All that is wanted is how many lines in the records below include the string "child".

● ● ● ●

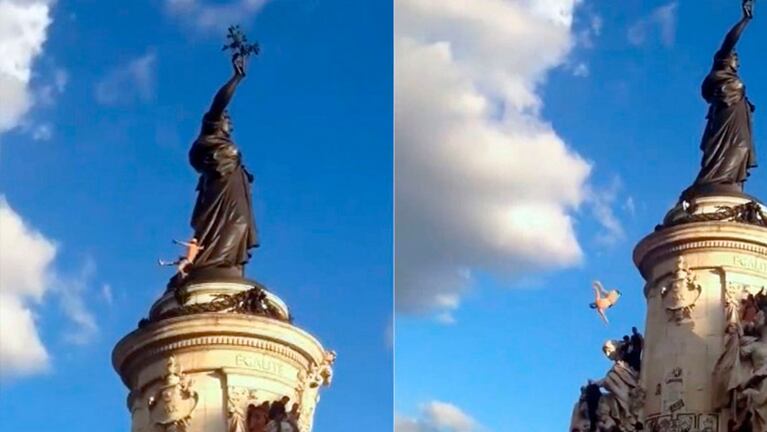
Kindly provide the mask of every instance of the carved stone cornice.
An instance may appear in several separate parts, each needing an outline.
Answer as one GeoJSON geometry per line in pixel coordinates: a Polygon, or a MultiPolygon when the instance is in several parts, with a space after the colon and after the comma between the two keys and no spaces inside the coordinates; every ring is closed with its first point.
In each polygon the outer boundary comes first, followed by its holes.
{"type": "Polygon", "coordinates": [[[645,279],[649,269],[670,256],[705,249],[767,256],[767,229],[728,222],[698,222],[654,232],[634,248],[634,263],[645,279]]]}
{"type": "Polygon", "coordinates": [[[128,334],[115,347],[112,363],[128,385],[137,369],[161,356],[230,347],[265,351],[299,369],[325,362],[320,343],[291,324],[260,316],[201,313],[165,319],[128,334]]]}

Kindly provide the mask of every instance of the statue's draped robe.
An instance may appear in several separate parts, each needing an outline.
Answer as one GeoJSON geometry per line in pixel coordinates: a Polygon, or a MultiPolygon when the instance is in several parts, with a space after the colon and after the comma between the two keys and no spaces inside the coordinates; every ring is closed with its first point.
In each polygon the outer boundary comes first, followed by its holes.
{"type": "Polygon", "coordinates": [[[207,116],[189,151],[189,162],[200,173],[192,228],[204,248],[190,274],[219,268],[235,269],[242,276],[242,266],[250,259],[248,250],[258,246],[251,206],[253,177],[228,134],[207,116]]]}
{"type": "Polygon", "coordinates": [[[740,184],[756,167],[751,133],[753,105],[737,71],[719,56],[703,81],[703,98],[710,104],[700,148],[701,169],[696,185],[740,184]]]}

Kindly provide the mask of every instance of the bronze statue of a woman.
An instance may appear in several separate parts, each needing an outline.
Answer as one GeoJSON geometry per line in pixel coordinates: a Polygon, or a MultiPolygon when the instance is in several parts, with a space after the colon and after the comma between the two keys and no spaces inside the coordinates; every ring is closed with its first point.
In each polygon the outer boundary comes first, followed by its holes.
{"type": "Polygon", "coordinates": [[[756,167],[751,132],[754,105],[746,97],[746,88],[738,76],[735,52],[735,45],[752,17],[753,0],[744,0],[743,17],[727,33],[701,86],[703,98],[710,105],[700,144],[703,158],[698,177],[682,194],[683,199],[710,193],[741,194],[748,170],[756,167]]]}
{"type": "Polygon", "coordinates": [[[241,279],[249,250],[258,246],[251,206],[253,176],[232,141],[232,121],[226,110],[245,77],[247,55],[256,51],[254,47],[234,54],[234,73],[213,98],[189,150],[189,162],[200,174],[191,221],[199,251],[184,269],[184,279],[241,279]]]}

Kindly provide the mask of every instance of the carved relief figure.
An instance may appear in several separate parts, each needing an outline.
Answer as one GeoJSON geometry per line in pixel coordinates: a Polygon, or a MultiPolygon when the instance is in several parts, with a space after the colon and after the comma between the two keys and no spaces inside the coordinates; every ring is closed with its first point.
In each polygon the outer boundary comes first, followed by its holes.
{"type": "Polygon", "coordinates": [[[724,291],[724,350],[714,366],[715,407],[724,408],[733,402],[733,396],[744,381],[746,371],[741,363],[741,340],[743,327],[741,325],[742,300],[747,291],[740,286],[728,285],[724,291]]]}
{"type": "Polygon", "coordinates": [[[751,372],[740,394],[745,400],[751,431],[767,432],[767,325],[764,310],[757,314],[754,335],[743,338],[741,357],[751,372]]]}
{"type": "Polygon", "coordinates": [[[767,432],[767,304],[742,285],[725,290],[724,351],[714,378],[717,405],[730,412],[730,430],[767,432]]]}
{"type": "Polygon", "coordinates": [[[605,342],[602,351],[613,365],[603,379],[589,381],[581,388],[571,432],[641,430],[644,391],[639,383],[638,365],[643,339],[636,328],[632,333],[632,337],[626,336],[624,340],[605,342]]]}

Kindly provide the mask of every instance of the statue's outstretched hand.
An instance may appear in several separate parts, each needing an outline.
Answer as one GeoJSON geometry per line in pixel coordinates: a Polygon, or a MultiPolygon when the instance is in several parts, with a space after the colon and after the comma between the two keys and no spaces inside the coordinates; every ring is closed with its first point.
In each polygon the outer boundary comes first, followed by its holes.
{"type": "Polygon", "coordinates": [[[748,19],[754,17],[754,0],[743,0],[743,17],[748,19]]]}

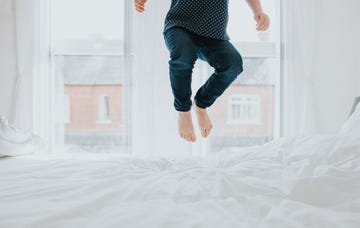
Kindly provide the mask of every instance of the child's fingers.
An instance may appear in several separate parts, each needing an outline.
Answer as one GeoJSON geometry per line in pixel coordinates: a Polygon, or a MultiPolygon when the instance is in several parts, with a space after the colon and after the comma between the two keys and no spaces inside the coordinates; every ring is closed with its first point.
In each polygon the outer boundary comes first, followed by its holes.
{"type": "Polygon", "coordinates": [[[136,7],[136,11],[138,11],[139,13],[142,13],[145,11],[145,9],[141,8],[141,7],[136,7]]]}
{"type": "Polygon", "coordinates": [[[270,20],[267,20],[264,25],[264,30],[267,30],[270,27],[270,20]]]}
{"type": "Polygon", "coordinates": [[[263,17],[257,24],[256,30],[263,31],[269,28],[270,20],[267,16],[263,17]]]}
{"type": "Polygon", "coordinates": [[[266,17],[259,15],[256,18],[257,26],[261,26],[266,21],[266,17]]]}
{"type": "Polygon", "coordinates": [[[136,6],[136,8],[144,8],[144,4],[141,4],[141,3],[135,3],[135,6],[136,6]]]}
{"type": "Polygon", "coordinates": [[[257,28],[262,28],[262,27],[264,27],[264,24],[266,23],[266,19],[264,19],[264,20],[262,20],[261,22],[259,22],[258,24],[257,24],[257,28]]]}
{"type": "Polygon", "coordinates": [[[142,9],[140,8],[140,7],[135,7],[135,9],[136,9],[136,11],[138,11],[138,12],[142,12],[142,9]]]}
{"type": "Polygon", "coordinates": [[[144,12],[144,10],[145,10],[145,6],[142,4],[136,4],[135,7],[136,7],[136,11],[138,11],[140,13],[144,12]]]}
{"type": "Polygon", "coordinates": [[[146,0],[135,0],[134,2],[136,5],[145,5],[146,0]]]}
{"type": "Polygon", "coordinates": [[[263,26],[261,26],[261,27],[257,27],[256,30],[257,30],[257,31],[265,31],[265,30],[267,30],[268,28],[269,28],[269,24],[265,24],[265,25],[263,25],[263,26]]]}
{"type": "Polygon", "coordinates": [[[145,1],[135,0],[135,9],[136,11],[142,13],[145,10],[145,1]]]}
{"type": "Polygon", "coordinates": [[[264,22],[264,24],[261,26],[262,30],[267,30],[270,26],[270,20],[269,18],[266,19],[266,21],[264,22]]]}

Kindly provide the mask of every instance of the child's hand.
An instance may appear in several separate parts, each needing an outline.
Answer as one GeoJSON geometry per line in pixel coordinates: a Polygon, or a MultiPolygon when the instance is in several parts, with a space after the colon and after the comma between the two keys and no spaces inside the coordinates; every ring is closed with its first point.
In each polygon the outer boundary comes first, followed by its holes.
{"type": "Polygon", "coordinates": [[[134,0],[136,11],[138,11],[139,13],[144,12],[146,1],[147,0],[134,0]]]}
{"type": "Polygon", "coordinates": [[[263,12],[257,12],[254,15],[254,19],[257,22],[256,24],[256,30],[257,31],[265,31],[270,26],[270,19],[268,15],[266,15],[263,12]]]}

● ● ● ●

▸ RESPONSE AREA
2